#### TASK TO CARRY OUT
Update the material from its first line through the line containing "(260, 42), (289, 58)", replacing "endpoint" with "service" and leaving everything else as it is.

::::

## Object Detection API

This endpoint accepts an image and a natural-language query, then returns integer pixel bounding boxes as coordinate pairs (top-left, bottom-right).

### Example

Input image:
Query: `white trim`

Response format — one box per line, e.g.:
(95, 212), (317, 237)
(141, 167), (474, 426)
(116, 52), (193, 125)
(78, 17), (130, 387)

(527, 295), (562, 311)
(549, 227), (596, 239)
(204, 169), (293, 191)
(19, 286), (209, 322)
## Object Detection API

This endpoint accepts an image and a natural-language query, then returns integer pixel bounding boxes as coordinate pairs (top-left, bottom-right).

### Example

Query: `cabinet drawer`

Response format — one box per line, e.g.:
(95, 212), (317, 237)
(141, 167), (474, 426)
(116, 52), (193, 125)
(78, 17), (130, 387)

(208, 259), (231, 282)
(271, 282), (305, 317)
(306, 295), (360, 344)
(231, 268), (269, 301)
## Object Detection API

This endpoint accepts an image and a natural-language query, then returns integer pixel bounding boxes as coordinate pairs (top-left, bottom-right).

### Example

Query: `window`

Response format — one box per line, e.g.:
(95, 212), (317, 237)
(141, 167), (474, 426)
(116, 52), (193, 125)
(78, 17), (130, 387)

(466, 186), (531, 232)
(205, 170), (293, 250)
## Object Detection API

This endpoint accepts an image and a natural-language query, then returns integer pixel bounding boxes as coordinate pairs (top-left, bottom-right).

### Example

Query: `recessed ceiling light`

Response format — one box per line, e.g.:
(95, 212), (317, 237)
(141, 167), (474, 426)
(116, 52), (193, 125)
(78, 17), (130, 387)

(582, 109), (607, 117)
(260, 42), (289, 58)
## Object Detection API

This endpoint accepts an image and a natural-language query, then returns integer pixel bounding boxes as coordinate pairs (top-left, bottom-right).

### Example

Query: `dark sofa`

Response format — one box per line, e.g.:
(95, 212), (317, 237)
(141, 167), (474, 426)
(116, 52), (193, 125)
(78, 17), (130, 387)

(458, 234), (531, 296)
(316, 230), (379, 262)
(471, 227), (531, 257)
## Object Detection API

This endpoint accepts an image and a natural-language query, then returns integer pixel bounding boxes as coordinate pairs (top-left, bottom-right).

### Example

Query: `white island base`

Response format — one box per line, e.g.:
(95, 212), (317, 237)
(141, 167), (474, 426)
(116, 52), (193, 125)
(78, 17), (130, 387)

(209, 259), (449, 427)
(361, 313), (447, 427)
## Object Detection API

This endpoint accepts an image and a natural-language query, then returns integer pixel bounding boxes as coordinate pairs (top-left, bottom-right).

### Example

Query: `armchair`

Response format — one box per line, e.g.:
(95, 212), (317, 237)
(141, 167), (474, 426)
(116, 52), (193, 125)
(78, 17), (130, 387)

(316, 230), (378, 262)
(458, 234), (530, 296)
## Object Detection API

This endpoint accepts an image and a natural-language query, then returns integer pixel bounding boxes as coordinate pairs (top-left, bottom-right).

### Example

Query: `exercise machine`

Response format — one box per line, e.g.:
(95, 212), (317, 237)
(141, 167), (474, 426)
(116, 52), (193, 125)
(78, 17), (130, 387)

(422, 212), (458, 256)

::::

#### FINISHED TASK
## Object Detection API

This service accepts an image and a natural-language query, then returns integer pixel bounding boxes as coordinate pairs (top-left, bottom-right).

### Example

Input image:
Query: `white trim`

Response format — one box per line, e.g.:
(95, 212), (317, 237)
(141, 167), (474, 426)
(116, 52), (193, 125)
(78, 17), (130, 387)

(527, 295), (562, 311)
(549, 227), (596, 239)
(204, 169), (293, 191)
(19, 286), (209, 322)
## Object Detection API

This service accepts an image and a natural-language query, then returns integer pixel bounding boxes as coordinate pairs (top-left, bottom-right).

### Example

Query: `cabinet drawer`

Response format — one box per line, e.g.:
(95, 212), (317, 237)
(141, 167), (474, 426)
(116, 52), (193, 125)
(78, 17), (130, 387)

(208, 259), (231, 282)
(271, 282), (305, 317)
(306, 295), (360, 344)
(231, 268), (269, 301)
## Object Detection API

This service accepts an image and a natural-language query, then returns integer pixel bounding boxes as coordinate pairs (top-left, bottom-right).

### Example

Query: `window`

Response format — one box per line, e.g.:
(95, 212), (317, 237)
(141, 167), (474, 426)
(116, 52), (193, 125)
(78, 17), (130, 387)

(466, 186), (531, 232)
(205, 170), (293, 250)
## Object Detection API

This service accepts an image and a natural-language query, then returns integer pixel bounding boxes as coordinate pairs (top-left, bottom-right).

### Example

Query: `recessed ceiling light`

Response format — one box per line, e.g.:
(95, 212), (317, 237)
(141, 167), (474, 426)
(116, 52), (193, 125)
(78, 17), (130, 387)

(582, 109), (607, 117)
(260, 42), (289, 58)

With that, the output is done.